━━ TEXTE FOURNI
En face, ses opposants veulent en découdre. « Il était temps que ça commence. Il y avait un problème éthique, a minima, et peut-être légal, à faire campagne et sa promotion personnelle avec les fonds de la région. Enfin, la bataille commence, projet contre projet », réagit auprès de publicsenat.fr Julien Bayou, candidat EELV/Gééeration.s pour les régionales.

« Tant mieux. Ce n’est pas une surprise et à la fois une bonne nouvelle. Car on peut dialoguer de candidat à candidat. C’est plus clair pour les électeurs », souligne le député LREM Laurent Saint-Martin, le candidat de la majorité présidentielle. « C’est un non-événement », tacle de son côté le sénateur PS Rachid Temal, directeur de campagne de la candidate du Parti socialiste, Audrey Pulvar. Il ajoute :

Mais je n’ai pas très bien compris si Valérie Pécresse était candidate à l’élection en Ile-de France ou à la présidentielle en France… On voit que les deux sont très liées. C’est un peu surprenant.
━━━━
TRAVAIL À FAIRE
(a) D'après le texte fourni, quel rôle Rachid Temal joue-t-il dans la campagne d'Audrey Pulvar ?
(b) Reproduisez le passage du texte fourni qui commence par « En face, ses » et se termine par « pour les régionales. ».
━━ DONNÉES FOURNIES
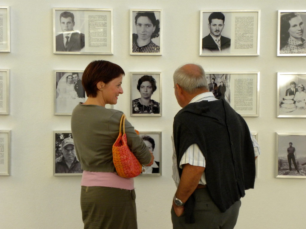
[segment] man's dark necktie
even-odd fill
[[[65,44],[65,46],[66,51],[67,51],[67,46],[68,46],[68,43],[69,43],[69,36],[66,36],[65,37],[66,38],[66,43]]]

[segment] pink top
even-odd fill
[[[115,173],[83,171],[81,185],[91,187],[100,186],[132,190],[134,189],[134,179],[123,178]]]

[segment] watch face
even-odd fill
[[[184,203],[181,201],[181,200],[177,198],[174,198],[174,202],[177,206],[181,206],[184,205]]]

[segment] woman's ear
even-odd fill
[[[99,81],[97,83],[97,88],[99,91],[102,91],[106,85],[105,83],[103,81]]]

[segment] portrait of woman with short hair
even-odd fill
[[[132,55],[161,55],[161,11],[131,11]]]

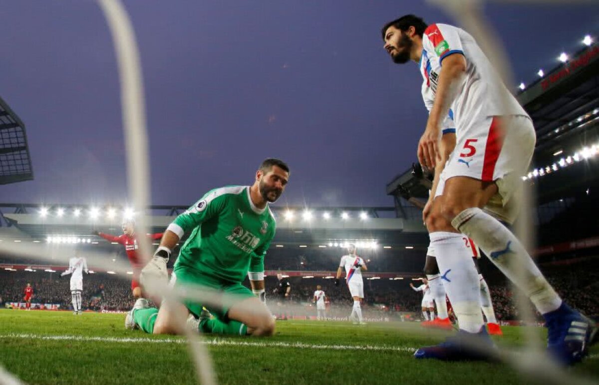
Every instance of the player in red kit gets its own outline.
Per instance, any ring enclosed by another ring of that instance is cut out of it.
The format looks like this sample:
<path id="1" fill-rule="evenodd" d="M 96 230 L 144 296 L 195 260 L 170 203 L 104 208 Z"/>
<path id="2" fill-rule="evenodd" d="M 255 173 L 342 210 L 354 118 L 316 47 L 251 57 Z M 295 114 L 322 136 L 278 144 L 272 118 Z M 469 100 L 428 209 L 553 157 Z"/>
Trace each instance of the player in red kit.
<path id="1" fill-rule="evenodd" d="M 31 310 L 31 296 L 34 295 L 34 288 L 31 287 L 31 284 L 27 284 L 25 288 L 25 296 L 23 298 L 25 300 L 25 308 L 27 310 Z"/>
<path id="2" fill-rule="evenodd" d="M 133 219 L 125 219 L 122 224 L 123 235 L 114 236 L 110 234 L 105 234 L 97 231 L 93 231 L 93 234 L 98 235 L 104 239 L 110 242 L 116 242 L 125 246 L 125 250 L 127 253 L 127 257 L 133 267 L 133 279 L 131 279 L 131 290 L 133 292 L 133 297 L 137 299 L 142 297 L 141 286 L 140 285 L 140 273 L 145 266 L 143 258 L 137 254 L 137 236 L 135 234 L 135 222 Z M 149 234 L 148 237 L 152 240 L 160 239 L 162 237 L 162 233 L 156 233 L 156 234 Z"/>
━━━━
RÉPONSES PAR TÂCHE
(a) Il est le directeur de campagne d'Audrey Pulvar, candidate du Parti socialiste.

(b)
En face, ses opposants veulent en découdre. « Il était temps que ça commence. Il y avait un problème éthique, a minima, et peut-être légal, à faire campagne et sa promotion personnelle avec les fonds de la région. Enfin, la bataille commence, projet contre projet », réagit auprès de publicsenat.fr Julien Bayou, candidat EELV/Gééeration.s pour les régionales.